DOCUMENT SECTION:
SIPCA Set to Bring Anti-Counterfeit Solutions to Indian Pharmaceuticals Sector
SICPA has teamed up with Clariant, to bring anti-counterfeiting measures to an industry that badly needs the extra security.
The threat of counterfeit products has been rising in pharma and medical devices. This has given Swiss specialty chemicals company, Clariant, the opportunity to tap into the Indian pharmaceutical market. It is doing so through a collaboration with SICPA, a Swiss security company that has been providing ink solutions for banknotes and valuable documents for decades.
SICPA provides secured identification, traceability and authentication solutions and services to both corporations and sovereign governments. It is the only organization with production-monitoring systems that ensure the traceability of products. The 90 year old company, founded in Lausanne, Switzerland, is already an international organization with offices and factories on five continents, along with over 3 000 staff.
SICPA has teamed up with Clariant to bring anti-counterfeiting measures to an industry that works to ensure safe access to quality medicines. SICPA and Clariant have developed Plastiward, a plastic-based anti-counterfeiting system for pharmaceutical packaging and medical devices. Plastiward has been designed to integrate security features from SICPA into Clariant’s polymer compounds and concentrates. More than that, Plastiward offers an end-to-end security approach, from security assessment to on-going monitoring.

TASK LIST:
a) Answer these questions from the article on anti-counterfeiting for the Indian pharmaceutical sector:
(i) In which city was SICPA founded?
(ii) What kind of system is Plastiward, and what is it meant for?
(iii) How many staff does SICPA have?
b) Write a continuation of the article on anti-counterfeiting for the Indian pharmaceutical sector, starting after its final sentence.

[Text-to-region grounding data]
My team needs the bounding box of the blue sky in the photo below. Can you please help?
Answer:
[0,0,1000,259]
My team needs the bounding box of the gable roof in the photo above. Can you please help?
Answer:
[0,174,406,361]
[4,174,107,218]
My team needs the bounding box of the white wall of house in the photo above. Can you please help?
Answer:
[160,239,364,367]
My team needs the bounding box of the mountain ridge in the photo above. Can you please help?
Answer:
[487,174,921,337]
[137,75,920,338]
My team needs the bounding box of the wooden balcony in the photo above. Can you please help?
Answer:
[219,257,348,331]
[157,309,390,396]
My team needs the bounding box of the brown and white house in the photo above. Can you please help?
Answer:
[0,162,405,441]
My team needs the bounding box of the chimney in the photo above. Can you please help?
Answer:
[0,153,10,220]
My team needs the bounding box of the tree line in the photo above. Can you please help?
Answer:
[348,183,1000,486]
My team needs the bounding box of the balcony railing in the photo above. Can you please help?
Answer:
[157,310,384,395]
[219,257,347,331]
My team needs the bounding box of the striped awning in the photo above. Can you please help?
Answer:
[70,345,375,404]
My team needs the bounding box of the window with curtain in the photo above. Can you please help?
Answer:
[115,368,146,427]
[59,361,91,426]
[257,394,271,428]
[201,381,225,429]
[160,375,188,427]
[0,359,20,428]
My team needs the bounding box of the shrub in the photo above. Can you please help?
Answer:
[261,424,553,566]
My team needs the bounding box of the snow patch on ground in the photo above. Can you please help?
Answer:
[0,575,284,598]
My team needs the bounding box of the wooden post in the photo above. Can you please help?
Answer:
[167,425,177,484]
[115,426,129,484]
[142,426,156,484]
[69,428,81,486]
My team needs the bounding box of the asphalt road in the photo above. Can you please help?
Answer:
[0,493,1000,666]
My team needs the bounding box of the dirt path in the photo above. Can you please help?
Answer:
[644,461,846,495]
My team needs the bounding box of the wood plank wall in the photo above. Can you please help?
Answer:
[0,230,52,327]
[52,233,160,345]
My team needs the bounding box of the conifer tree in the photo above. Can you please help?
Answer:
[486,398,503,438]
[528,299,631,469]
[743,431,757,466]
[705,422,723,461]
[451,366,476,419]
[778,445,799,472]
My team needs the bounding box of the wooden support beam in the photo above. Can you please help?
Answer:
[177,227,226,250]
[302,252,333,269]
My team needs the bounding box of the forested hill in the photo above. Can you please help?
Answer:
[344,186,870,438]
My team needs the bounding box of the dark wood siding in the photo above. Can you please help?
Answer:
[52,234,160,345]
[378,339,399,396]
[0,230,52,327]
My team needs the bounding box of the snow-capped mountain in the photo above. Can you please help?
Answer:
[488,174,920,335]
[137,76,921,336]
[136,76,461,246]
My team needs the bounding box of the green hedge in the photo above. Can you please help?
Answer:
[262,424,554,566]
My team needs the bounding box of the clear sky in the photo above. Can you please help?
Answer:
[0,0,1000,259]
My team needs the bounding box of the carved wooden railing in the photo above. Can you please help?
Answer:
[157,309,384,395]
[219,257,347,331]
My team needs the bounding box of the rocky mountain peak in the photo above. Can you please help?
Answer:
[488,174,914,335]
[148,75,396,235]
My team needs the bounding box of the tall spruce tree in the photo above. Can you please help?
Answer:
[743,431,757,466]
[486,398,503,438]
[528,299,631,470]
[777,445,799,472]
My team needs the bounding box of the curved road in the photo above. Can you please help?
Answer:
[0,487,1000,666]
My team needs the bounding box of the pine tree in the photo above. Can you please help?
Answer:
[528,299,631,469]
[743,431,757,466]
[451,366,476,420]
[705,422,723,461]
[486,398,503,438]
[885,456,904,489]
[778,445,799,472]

* * *

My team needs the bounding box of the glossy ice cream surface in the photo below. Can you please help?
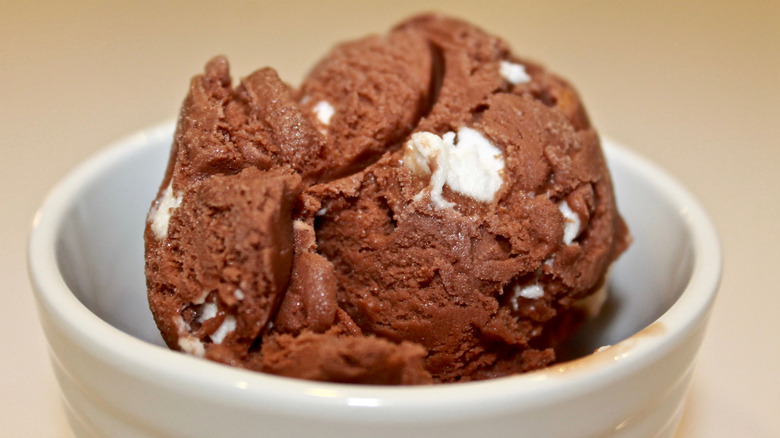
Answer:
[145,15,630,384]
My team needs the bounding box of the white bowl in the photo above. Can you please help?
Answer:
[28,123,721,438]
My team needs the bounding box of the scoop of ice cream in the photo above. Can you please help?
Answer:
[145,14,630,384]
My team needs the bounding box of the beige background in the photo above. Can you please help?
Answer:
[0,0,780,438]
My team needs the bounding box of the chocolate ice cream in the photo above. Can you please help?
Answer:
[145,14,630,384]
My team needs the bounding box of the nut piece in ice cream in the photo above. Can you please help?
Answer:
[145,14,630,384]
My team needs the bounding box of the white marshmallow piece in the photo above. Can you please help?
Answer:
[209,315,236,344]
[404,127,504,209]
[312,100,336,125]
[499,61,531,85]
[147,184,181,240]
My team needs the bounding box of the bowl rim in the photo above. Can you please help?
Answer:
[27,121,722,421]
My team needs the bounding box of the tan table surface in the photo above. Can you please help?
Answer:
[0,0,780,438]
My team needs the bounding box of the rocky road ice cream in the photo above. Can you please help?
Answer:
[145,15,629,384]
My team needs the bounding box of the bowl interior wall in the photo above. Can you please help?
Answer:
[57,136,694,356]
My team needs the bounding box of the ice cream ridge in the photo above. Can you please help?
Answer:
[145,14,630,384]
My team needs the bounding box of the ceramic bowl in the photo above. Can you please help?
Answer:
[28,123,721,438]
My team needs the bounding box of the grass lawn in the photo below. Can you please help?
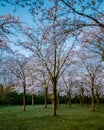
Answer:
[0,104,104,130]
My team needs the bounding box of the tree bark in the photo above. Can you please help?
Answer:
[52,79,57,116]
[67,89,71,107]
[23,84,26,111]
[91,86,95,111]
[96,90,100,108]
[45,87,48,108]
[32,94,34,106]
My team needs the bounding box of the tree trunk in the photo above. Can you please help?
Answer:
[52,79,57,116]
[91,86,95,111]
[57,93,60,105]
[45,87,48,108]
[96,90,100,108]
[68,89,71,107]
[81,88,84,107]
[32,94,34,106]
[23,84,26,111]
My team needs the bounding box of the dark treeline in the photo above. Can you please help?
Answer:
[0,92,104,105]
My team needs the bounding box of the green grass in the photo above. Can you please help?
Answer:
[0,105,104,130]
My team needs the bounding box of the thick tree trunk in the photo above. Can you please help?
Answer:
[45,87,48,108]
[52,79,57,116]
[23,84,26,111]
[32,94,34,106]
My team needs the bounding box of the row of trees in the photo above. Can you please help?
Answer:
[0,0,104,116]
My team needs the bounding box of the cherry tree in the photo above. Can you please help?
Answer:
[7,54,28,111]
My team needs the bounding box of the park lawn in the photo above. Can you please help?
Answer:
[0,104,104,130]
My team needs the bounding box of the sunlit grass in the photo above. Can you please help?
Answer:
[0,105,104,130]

ANSWER SECTION:
a)
(i) Lausanne, Switzerland.
(ii) A plastic-based anti-counterfeiting system for pharmaceutical packaging and medical devices.
(iii) Over 3 000.

b)
Steve Duckworth, Clariant’s head of global segment healthcare polymer solutions, explained: “Plastiward, besides being a packaging component, also forms part of a system that enables real-time monitoring on global, regional or local levels through the data uploaded on a SICPA platform. This provides pharmaceutical companies to actively track their products when in motion. Plastiward can add another element of risk reduction and protection, providing a robust, cost-effective, end-to-end, in-plastic system for protecting brands worldwide.”
This is a concern for the Indian medical device sector, which the Economic Times of India estimated to be worth USD 4.4 billion in 2015 and expected to reach USD 7 billion by the in 2016. India is competitively positioned as a market for outsourcing production in the sector, with its high technical expertise, low labour costs and government support for R&D investments.
At the same time, the Office of the US Trade Representative Report, published in April 2016, estimated that up to 20% of medical products sold in India are fakes. This is comparable to other areas of Asia, where the WHO estimates that some 30% of medicines sold are fakes. Those fakes could harm or kill. Fake devices could be make of inferior or toxic materials, while their content could be missing active pharmaceutical ingredient or carry the wrong dosage. They could result in injury or death of those who rely on essential treatments to stay healthy or get well again.
Duckworth continued: “Using our dedicated resources, we want to penetrate the Indian market in the same way as we have in North America, Asia and Europe. We are convinced that Indian pharmaceutical companies will understand the strength of our knowledge, and how it helps them in their goals to meet new and tougher regulations, but also give new ideas to support Indian creativity.”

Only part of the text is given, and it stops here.